_Available records:_
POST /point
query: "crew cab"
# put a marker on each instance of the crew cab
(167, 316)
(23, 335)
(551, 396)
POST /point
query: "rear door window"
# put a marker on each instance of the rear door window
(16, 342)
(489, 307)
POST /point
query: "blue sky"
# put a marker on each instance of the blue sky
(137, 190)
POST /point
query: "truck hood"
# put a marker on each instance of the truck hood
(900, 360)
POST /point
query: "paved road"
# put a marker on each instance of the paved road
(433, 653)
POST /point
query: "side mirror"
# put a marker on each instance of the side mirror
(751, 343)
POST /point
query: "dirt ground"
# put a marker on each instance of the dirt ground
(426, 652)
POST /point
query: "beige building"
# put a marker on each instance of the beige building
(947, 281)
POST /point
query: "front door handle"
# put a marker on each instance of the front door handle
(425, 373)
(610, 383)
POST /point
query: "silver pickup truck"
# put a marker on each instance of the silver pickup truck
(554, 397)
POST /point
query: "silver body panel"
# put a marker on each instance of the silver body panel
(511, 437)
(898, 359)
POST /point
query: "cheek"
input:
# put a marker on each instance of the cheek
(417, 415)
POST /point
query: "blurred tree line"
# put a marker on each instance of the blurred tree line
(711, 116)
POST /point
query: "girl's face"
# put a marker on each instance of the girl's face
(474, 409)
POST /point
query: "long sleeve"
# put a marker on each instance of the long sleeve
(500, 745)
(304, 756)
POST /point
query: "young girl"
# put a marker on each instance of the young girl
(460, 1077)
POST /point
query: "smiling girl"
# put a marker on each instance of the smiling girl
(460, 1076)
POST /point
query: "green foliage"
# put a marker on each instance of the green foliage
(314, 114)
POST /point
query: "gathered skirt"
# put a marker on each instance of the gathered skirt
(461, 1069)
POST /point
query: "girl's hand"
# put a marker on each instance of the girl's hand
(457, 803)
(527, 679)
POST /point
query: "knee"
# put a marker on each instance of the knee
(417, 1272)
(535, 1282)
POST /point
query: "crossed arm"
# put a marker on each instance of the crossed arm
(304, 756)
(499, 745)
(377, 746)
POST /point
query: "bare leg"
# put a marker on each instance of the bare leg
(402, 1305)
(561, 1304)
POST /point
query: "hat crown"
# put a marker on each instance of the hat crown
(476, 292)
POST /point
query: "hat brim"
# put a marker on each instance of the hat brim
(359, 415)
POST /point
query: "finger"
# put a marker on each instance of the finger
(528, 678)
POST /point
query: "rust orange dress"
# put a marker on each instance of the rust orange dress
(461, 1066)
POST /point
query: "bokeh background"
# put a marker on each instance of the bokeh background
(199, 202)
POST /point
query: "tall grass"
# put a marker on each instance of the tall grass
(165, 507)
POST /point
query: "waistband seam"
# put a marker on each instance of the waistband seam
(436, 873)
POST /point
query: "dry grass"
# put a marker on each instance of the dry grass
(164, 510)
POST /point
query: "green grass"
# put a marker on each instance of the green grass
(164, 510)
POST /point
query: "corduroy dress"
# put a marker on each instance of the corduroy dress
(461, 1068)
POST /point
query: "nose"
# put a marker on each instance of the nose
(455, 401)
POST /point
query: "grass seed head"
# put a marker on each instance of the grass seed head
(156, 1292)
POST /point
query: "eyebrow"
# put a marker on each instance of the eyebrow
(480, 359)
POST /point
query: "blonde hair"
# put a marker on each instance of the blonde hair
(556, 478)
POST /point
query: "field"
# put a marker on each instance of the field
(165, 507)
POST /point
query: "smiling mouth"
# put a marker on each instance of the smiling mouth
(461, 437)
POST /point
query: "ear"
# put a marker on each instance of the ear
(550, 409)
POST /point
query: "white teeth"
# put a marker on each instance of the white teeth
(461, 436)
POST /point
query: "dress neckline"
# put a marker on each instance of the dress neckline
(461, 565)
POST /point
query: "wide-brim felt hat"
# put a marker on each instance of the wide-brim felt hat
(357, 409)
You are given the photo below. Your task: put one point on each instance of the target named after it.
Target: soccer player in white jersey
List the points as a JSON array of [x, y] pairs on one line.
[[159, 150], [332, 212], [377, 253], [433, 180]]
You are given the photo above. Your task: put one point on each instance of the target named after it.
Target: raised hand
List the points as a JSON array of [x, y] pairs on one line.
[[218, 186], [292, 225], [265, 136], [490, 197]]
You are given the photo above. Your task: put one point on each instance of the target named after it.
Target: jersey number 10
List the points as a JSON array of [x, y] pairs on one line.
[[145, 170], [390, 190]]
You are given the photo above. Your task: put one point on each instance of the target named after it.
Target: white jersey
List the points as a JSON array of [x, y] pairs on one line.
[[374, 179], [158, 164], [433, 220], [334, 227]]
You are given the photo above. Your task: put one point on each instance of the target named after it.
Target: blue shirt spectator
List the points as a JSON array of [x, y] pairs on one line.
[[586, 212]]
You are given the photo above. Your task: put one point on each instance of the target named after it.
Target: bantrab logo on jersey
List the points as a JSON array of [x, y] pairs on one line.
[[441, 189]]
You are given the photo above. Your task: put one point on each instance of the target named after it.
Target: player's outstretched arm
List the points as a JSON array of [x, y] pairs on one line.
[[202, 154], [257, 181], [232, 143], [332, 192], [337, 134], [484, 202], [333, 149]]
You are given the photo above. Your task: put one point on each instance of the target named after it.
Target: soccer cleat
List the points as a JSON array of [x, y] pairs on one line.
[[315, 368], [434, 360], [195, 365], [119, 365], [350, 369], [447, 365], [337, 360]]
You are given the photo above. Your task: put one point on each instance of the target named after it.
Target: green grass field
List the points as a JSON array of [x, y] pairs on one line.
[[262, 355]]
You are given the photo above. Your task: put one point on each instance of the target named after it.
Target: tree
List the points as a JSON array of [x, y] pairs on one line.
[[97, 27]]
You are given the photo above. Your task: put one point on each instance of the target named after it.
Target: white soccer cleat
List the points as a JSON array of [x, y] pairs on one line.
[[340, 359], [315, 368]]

_Assigned task:_ Across the material, report every line that has the word "player".

_Expected answer:_
Target: soccer player in white jersey
Target: player's outstretched arm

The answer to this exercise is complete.